● **Exercise aim**:
Count the lines of the material below that contain the string "thin", matching case exactly, and give only the number.

>> Start Provided data

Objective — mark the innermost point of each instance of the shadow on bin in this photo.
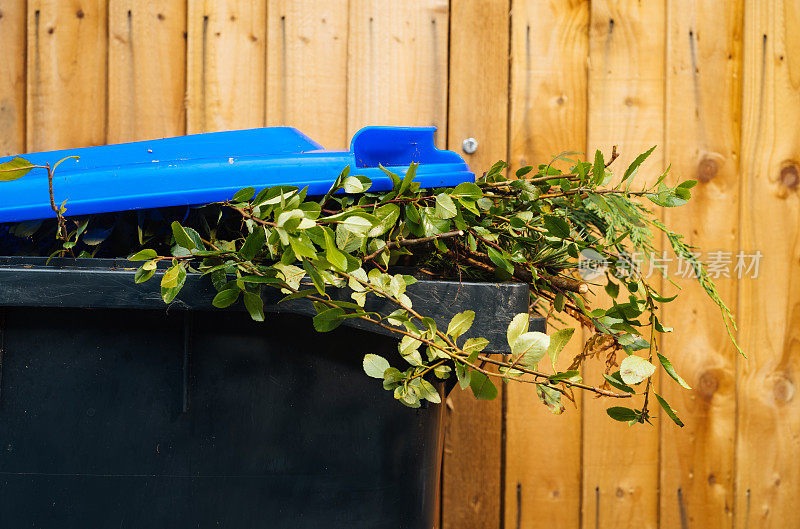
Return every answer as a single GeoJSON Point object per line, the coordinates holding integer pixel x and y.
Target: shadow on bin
{"type": "Point", "coordinates": [118, 411]}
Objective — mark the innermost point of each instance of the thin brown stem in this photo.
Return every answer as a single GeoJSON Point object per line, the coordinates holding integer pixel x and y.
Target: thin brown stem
{"type": "Point", "coordinates": [412, 242]}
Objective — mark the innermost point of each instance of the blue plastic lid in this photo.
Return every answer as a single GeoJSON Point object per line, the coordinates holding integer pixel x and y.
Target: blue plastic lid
{"type": "Point", "coordinates": [211, 167]}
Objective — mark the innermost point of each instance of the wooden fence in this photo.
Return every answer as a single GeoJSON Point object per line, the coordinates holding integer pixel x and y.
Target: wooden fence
{"type": "Point", "coordinates": [716, 84]}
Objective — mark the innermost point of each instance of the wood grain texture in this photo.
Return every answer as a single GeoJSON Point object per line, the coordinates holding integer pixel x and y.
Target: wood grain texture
{"type": "Point", "coordinates": [768, 443]}
{"type": "Point", "coordinates": [478, 91]}
{"type": "Point", "coordinates": [625, 108]}
{"type": "Point", "coordinates": [479, 80]}
{"type": "Point", "coordinates": [226, 86]}
{"type": "Point", "coordinates": [548, 115]}
{"type": "Point", "coordinates": [66, 83]}
{"type": "Point", "coordinates": [397, 70]}
{"type": "Point", "coordinates": [703, 132]}
{"type": "Point", "coordinates": [146, 69]}
{"type": "Point", "coordinates": [307, 68]}
{"type": "Point", "coordinates": [548, 79]}
{"type": "Point", "coordinates": [12, 77]}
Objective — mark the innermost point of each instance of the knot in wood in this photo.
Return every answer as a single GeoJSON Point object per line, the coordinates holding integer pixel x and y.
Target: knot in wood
{"type": "Point", "coordinates": [707, 170]}
{"type": "Point", "coordinates": [790, 176]}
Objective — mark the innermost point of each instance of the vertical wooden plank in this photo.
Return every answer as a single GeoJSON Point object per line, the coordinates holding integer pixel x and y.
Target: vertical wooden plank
{"type": "Point", "coordinates": [478, 89]}
{"type": "Point", "coordinates": [307, 68]}
{"type": "Point", "coordinates": [226, 85]}
{"type": "Point", "coordinates": [66, 88]}
{"type": "Point", "coordinates": [549, 44]}
{"type": "Point", "coordinates": [626, 108]}
{"type": "Point", "coordinates": [397, 69]}
{"type": "Point", "coordinates": [768, 441]}
{"type": "Point", "coordinates": [478, 84]}
{"type": "Point", "coordinates": [12, 77]}
{"type": "Point", "coordinates": [703, 133]}
{"type": "Point", "coordinates": [146, 69]}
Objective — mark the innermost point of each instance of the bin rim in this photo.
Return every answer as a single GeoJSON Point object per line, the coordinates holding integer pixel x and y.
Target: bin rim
{"type": "Point", "coordinates": [95, 283]}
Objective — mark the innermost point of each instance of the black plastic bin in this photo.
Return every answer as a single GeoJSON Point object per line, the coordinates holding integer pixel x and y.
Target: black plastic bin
{"type": "Point", "coordinates": [116, 411]}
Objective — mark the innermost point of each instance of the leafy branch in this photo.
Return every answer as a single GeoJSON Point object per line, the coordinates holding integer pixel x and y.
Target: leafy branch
{"type": "Point", "coordinates": [536, 227]}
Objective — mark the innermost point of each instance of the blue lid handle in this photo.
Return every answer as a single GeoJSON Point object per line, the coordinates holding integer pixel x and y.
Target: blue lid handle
{"type": "Point", "coordinates": [398, 146]}
{"type": "Point", "coordinates": [211, 167]}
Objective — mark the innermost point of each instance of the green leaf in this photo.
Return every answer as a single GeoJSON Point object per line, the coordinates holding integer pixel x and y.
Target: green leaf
{"type": "Point", "coordinates": [260, 279]}
{"type": "Point", "coordinates": [612, 289]}
{"type": "Point", "coordinates": [226, 298]}
{"type": "Point", "coordinates": [566, 375]}
{"type": "Point", "coordinates": [518, 326]}
{"type": "Point", "coordinates": [316, 277]}
{"type": "Point", "coordinates": [408, 178]}
{"type": "Point", "coordinates": [171, 290]}
{"type": "Point", "coordinates": [244, 195]}
{"type": "Point", "coordinates": [634, 166]}
{"type": "Point", "coordinates": [328, 319]}
{"type": "Point", "coordinates": [482, 387]}
{"type": "Point", "coordinates": [556, 226]}
{"type": "Point", "coordinates": [463, 374]}
{"type": "Point", "coordinates": [254, 305]}
{"type": "Point", "coordinates": [375, 366]}
{"type": "Point", "coordinates": [182, 238]}
{"type": "Point", "coordinates": [501, 261]}
{"type": "Point", "coordinates": [170, 277]}
{"type": "Point", "coordinates": [670, 369]}
{"type": "Point", "coordinates": [143, 255]}
{"type": "Point", "coordinates": [634, 369]}
{"type": "Point", "coordinates": [428, 392]}
{"type": "Point", "coordinates": [442, 371]}
{"type": "Point", "coordinates": [622, 414]}
{"type": "Point", "coordinates": [143, 274]}
{"type": "Point", "coordinates": [467, 190]}
{"type": "Point", "coordinates": [669, 410]}
{"type": "Point", "coordinates": [254, 242]}
{"type": "Point", "coordinates": [387, 217]}
{"type": "Point", "coordinates": [357, 224]}
{"type": "Point", "coordinates": [617, 382]}
{"type": "Point", "coordinates": [558, 340]}
{"type": "Point", "coordinates": [460, 323]}
{"type": "Point", "coordinates": [474, 345]}
{"type": "Point", "coordinates": [445, 207]}
{"type": "Point", "coordinates": [15, 168]}
{"type": "Point", "coordinates": [530, 347]}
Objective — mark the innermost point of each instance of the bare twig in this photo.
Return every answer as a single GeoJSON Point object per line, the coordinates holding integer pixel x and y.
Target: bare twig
{"type": "Point", "coordinates": [412, 242]}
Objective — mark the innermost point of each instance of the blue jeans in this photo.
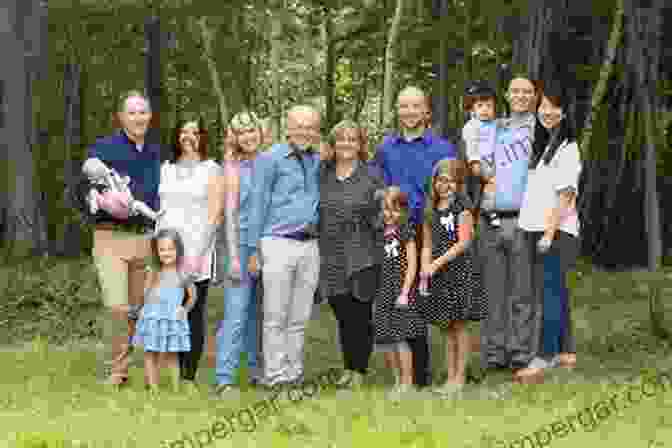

>> End Provided data

● **Output for this task**:
2